━━━ Records shown ━━━

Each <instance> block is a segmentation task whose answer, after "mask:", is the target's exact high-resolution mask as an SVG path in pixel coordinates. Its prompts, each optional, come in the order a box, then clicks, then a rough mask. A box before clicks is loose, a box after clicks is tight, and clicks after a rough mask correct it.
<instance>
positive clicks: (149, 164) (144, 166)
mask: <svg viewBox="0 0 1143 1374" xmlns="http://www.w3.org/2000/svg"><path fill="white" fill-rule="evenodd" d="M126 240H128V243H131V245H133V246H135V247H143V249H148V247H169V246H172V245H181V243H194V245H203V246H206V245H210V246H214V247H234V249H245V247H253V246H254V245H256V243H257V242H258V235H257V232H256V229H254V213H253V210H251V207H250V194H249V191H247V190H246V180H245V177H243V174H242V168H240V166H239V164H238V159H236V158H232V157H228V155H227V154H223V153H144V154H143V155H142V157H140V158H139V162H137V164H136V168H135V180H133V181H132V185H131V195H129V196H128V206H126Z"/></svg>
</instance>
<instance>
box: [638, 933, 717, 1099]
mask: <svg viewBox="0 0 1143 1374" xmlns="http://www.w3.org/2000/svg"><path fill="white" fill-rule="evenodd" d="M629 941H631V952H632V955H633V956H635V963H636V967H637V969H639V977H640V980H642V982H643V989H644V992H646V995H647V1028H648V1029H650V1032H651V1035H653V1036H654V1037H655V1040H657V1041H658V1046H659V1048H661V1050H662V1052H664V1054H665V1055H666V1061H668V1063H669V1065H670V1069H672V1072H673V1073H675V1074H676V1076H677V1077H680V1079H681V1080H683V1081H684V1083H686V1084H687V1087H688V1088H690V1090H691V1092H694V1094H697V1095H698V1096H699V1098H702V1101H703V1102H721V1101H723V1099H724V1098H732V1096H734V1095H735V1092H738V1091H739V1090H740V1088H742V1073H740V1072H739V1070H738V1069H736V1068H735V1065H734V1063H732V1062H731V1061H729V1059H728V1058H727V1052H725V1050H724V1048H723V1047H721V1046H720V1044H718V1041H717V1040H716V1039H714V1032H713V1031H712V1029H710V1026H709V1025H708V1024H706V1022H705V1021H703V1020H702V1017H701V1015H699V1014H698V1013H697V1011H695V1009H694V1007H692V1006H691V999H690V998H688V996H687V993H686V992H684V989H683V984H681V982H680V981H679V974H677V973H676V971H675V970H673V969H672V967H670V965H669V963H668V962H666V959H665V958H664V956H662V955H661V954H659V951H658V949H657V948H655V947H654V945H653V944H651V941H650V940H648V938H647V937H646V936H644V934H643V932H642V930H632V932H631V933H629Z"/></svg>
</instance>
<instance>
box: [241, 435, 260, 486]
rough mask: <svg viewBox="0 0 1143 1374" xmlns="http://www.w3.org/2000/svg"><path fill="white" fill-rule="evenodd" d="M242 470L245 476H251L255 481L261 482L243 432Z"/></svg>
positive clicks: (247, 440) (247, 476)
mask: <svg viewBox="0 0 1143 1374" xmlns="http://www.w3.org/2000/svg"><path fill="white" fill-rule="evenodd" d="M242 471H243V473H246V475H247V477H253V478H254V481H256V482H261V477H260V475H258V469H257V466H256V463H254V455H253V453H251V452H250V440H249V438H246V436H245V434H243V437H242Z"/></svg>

━━━

Instruction:
Type out the listing again with nothing changed.

Final answer:
Each <instance> block is a segmentation task whose answer, after "mask:", is the target's exact high-resolution mask as an SVG path in pixel coordinates. Its prompts, each optional, come in the order a box, then clicks, then a rough mask. A box before clicks is loose, a box after clicks is tight, and clicks after a rough mask correct it.
<instance>
positive clicks: (149, 164) (144, 166)
mask: <svg viewBox="0 0 1143 1374" xmlns="http://www.w3.org/2000/svg"><path fill="white" fill-rule="evenodd" d="M126 240H128V243H131V245H133V246H135V247H143V249H148V247H169V246H172V245H181V243H194V245H203V246H206V245H210V246H214V247H234V249H245V247H253V246H254V245H256V243H257V242H258V235H257V232H256V229H254V213H253V210H251V207H250V194H249V191H247V190H246V180H245V177H243V174H242V168H240V166H239V164H238V159H236V158H232V157H228V155H227V154H223V153H144V154H143V155H142V157H140V158H139V162H137V164H136V168H135V180H133V181H132V185H131V195H129V196H128V206H126Z"/></svg>
</instance>
<instance>
box: [638, 933, 717, 1099]
mask: <svg viewBox="0 0 1143 1374" xmlns="http://www.w3.org/2000/svg"><path fill="white" fill-rule="evenodd" d="M629 941H631V952H632V955H633V956H635V963H636V967H637V969H639V977H640V980H642V982H643V989H644V992H646V995H647V1028H648V1029H650V1032H651V1035H653V1036H654V1037H655V1040H657V1041H658V1046H659V1048H661V1050H662V1052H664V1054H665V1055H666V1061H668V1063H669V1065H670V1069H672V1072H673V1073H675V1074H676V1076H677V1077H680V1079H681V1080H683V1081H684V1083H686V1084H687V1087H688V1088H690V1090H691V1092H694V1094H697V1095H698V1096H699V1098H702V1101H703V1102H721V1101H723V1099H724V1098H732V1096H734V1095H735V1092H738V1091H739V1090H740V1088H742V1073H740V1072H739V1070H738V1069H736V1068H735V1065H734V1063H732V1062H731V1061H729V1059H728V1058H727V1052H725V1050H724V1048H723V1047H721V1046H720V1044H718V1041H717V1040H716V1039H714V1032H713V1031H712V1029H710V1026H709V1025H708V1024H706V1022H705V1021H703V1020H702V1017H701V1015H699V1014H698V1013H697V1011H695V1009H694V1007H692V1006H691V999H690V998H688V996H687V993H686V992H684V989H683V984H681V982H680V981H679V974H677V973H676V971H675V970H673V969H672V967H670V965H669V963H668V962H666V959H665V958H664V956H662V955H661V954H659V951H658V949H657V948H655V947H654V945H653V944H651V941H650V940H648V938H647V937H646V936H644V934H643V932H642V930H632V932H631V933H629Z"/></svg>
</instance>
<instance>
box: [241, 435, 260, 486]
rough mask: <svg viewBox="0 0 1143 1374" xmlns="http://www.w3.org/2000/svg"><path fill="white" fill-rule="evenodd" d="M242 470L245 476H251L255 481L261 482L243 432Z"/></svg>
positive clicks: (247, 440) (247, 476)
mask: <svg viewBox="0 0 1143 1374" xmlns="http://www.w3.org/2000/svg"><path fill="white" fill-rule="evenodd" d="M242 471H243V473H246V475H247V477H253V478H254V481H256V482H261V477H260V475H258V469H257V466H256V463H254V455H253V453H251V452H250V440H249V438H246V436H245V434H243V437H242Z"/></svg>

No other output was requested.